[Given problem] Rewrite the rows below, changing every "interface" to "image" and keeping everything else the same. Leave out the pictures.

[Records for this exercise]

──────────

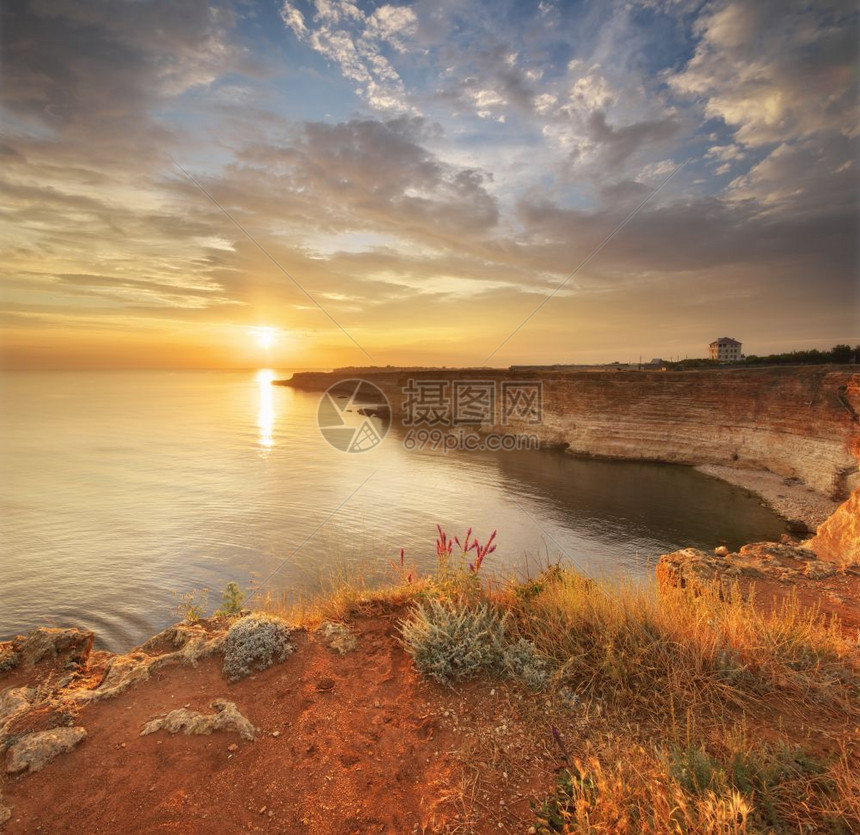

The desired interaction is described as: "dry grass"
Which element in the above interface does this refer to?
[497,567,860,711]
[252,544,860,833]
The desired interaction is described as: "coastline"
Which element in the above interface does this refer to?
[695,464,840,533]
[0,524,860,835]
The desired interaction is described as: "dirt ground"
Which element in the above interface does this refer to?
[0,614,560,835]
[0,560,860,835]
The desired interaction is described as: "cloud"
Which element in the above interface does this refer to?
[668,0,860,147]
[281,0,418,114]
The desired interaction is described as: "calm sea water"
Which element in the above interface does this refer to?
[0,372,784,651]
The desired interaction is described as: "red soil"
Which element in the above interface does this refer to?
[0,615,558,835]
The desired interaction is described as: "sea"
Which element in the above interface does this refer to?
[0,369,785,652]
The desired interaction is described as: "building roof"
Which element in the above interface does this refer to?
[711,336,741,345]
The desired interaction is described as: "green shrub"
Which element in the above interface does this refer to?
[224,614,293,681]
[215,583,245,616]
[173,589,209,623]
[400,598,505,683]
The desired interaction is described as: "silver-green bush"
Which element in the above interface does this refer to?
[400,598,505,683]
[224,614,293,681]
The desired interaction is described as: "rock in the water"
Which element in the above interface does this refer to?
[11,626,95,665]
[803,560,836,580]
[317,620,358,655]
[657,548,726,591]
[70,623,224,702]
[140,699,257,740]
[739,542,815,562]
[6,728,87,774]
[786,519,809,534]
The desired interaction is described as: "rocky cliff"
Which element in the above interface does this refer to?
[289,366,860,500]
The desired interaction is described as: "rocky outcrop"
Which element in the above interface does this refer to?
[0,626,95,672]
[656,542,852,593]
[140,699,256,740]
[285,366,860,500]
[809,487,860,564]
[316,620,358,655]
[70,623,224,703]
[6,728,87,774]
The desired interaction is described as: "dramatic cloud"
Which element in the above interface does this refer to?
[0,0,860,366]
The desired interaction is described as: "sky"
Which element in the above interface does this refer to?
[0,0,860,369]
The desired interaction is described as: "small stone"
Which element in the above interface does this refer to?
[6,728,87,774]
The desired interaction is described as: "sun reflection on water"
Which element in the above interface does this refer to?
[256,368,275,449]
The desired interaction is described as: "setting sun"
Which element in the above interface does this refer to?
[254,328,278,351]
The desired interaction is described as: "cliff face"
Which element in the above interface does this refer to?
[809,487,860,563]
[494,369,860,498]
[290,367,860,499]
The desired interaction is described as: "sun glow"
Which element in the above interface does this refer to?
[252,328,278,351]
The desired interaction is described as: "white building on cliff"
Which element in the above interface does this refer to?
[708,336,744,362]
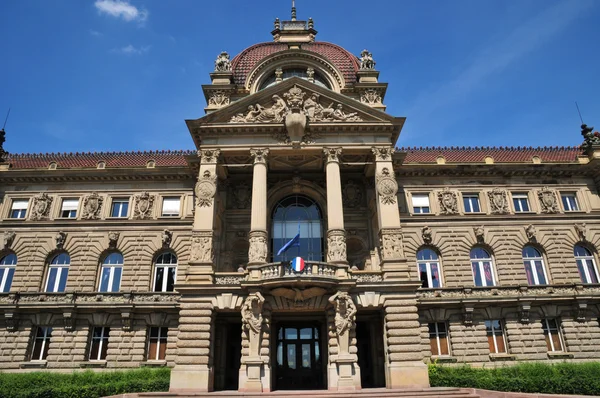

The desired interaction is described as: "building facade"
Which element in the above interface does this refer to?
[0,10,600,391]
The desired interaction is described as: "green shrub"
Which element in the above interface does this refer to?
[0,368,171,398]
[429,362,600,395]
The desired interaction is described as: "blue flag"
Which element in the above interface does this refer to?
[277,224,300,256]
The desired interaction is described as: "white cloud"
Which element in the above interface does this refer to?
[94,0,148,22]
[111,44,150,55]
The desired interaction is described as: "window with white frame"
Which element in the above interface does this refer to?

──────────

[Response]
The desired interaction is described as: "dry grass"
Which element in the above image does this refer to?
[497,567,860,711]
[252,544,860,833]
The desired interaction is described as: "coastline"
Which element in the above image does this refer to?
[695,464,840,533]
[0,524,860,835]
The desired interaction is described as: "dirt ground"
Which element in the above image does this refer to?
[0,614,560,835]
[0,560,860,835]
The desired interaction is described as: "cloud"
Which element in the above image does this refer to?
[668,0,860,147]
[281,0,418,114]
The desired interaction is described as: "calm sea water"
Which element in the above image does this refer to?
[0,372,784,651]
The desired interaction is described as: "red soil"
Which element in the above image does this refer to?
[0,615,558,835]
The desired interaction is described as: "sea"
Which element in the above image does this refer to?
[0,369,785,652]
The desired interaction is described as: "building roof"
Which element in the above image does this refer to?
[711,336,741,345]
The desired interaction is described as: "green shrub"
Which element in the above image does this refer to?
[224,614,293,681]
[215,583,245,616]
[173,589,209,623]
[400,598,505,683]
The desired interaction is described as: "silver-green bush"
Which element in the above image does this refer to?
[400,598,505,683]
[224,614,293,681]
The desired interaction is described as: "rock in the water"
Which element in the above image does this refer to?
[11,626,95,665]
[803,560,836,580]
[317,620,358,655]
[657,548,726,591]
[70,623,224,702]
[140,699,257,740]
[739,542,815,562]
[6,728,87,774]
[786,519,809,534]
The desired interaction is described as: "rocky cliff"
Which element in the above image does this refer to?
[289,366,860,500]
The desired interaction is described as: "rocky outcrop"
Which element in the above image does this refer to?
[0,626,95,672]
[656,542,852,593]
[140,699,256,740]
[285,366,860,500]
[809,487,860,564]
[316,620,358,655]
[70,623,224,703]
[6,728,87,774]
The desired interaction is described as: "dramatic cloud"
Which element in the above image does this refer to?
[0,0,860,366]
The desired interaction is described as: "sky"
Which element in the above image does this refer to?
[0,0,860,369]
The desired interaction is described as: "small stone"
Which element in the above image does this refer to?
[6,728,87,774]
The desired interaction is described as: "sun reflection on water"
Which element in the above image does this refer to?
[256,368,275,449]
The desired interaction is described as: "setting sun"
Which element in the above image does this refer to?
[254,328,278,351]
The desired interaction is described as: "cliff face"
Which element in the above image does this refer to?
[809,487,860,563]
[494,369,860,498]
[290,367,860,499]
The desired interaction is described as: "sun glow"
Which element in the above image does this refer to?
[252,328,278,351]
The desired interaction is described as: "white building on cliff"
Which element in the above image does this refer to?
[708,336,744,362]

The desired interaction is described as: "building facade"
Which element in the above image does this refer to?
[0,10,600,391]
The desired interaction is described as: "green shrub"
Which element in the above image does this refer to?
[0,368,171,398]
[429,362,600,395]
The desired interaction is described as: "blue flag"
Which element in the above image does this refer to?
[277,224,300,256]
The desired interaction is described as: "white cloud"
Which element in the above image does this refer to?
[94,0,148,22]
[111,44,150,55]
The desired interaction is described as: "window with white frame"
Which element in the above image does this refer to?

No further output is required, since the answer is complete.